> About this exercise
Find every line below with the word "cloud" in it, and copy each one.

> Given data

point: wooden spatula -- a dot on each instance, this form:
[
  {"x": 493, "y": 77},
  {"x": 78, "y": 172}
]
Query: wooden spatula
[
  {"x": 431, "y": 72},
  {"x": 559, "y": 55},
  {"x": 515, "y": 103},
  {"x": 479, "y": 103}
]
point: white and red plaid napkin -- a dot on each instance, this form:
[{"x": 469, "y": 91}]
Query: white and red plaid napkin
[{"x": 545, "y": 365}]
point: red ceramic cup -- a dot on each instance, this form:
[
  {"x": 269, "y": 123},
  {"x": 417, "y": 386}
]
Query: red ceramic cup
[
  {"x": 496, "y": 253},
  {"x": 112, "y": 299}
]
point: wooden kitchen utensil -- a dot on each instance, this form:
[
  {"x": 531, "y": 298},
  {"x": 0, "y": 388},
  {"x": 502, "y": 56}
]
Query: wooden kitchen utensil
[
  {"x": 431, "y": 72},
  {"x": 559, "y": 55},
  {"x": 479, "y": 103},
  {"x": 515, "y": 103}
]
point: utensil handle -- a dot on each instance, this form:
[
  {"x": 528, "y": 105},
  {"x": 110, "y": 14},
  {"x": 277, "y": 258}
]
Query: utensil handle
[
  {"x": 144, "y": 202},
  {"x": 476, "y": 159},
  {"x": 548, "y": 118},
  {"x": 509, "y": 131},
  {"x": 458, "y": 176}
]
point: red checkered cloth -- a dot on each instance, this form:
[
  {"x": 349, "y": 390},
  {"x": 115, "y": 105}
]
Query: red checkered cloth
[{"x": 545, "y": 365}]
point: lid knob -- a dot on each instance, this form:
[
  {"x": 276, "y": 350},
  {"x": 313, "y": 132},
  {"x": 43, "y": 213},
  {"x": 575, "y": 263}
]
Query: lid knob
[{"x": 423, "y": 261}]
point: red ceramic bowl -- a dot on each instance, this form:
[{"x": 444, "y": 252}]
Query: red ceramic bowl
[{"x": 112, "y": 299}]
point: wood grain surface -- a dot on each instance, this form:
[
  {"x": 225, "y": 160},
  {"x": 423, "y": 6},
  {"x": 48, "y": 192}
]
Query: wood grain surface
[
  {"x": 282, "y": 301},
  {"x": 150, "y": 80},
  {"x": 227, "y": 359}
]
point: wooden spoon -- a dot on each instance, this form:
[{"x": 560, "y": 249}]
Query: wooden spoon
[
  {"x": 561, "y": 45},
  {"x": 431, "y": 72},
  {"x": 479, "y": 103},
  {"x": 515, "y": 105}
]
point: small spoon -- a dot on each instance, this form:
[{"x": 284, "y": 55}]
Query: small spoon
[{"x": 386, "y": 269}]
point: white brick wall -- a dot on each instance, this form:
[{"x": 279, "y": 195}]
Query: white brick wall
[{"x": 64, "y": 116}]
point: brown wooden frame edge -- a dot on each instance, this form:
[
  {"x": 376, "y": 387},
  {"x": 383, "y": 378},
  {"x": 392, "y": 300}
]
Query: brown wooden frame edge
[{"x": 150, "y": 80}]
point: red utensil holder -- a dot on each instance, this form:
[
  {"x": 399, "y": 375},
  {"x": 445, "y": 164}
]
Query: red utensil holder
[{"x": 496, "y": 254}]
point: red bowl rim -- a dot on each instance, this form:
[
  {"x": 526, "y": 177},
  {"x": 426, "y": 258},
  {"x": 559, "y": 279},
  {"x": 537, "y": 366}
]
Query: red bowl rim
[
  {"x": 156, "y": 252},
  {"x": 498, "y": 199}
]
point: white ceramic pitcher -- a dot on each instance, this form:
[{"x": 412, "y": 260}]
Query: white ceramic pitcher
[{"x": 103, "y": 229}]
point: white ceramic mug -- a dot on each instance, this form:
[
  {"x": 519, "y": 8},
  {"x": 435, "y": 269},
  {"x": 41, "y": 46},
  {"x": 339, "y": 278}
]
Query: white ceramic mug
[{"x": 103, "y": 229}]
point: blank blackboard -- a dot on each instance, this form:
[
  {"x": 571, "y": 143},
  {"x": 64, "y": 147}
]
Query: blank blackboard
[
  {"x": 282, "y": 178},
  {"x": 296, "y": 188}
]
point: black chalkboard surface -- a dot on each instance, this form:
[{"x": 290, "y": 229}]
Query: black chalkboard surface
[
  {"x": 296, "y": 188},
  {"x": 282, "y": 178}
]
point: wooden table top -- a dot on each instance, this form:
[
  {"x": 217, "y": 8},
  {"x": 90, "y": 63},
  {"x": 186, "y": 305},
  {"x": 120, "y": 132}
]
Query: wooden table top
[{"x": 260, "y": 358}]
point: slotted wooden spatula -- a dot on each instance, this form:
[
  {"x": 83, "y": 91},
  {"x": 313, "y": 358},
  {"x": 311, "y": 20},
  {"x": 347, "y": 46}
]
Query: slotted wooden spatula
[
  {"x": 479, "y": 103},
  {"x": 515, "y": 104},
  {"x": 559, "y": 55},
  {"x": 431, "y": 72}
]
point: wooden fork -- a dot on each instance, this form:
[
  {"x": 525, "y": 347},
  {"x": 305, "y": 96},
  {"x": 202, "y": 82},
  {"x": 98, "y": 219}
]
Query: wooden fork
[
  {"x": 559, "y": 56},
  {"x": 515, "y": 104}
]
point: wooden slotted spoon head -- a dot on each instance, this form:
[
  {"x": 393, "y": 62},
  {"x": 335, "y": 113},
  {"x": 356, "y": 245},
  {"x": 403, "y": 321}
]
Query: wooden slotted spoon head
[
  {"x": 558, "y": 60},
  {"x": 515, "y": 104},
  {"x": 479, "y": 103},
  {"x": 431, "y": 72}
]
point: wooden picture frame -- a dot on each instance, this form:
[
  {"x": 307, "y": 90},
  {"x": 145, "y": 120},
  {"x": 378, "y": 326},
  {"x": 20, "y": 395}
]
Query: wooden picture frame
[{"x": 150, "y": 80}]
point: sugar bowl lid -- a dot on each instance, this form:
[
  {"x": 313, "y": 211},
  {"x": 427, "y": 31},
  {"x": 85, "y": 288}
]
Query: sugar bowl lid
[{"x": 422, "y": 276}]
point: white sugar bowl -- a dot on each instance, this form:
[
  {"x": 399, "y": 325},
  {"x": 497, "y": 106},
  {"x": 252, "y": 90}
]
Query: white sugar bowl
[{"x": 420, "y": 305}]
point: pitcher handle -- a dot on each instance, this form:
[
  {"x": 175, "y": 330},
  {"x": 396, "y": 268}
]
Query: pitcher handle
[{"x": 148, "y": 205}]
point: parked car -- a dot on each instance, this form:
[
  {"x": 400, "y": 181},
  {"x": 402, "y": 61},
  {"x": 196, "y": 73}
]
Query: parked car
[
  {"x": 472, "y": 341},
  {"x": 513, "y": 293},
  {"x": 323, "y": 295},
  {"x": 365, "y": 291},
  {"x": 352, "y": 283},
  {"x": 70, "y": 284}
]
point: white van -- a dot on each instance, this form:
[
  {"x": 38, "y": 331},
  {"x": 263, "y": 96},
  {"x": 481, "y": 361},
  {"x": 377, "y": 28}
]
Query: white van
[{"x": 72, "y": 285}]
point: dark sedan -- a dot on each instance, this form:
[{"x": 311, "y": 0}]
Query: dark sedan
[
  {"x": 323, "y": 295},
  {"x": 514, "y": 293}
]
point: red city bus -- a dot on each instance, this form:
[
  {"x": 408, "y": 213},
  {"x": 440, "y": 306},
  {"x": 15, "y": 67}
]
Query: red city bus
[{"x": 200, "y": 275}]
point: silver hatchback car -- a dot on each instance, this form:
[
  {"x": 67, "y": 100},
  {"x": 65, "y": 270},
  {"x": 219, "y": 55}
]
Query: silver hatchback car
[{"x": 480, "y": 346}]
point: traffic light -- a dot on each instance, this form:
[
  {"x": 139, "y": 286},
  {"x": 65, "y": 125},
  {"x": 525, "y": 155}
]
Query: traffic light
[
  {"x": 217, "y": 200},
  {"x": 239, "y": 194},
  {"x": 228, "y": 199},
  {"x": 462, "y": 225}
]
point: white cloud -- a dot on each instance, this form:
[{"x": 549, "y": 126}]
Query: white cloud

> Expected output
point: white cloud -- a dot on each instance, this form:
Query: white cloud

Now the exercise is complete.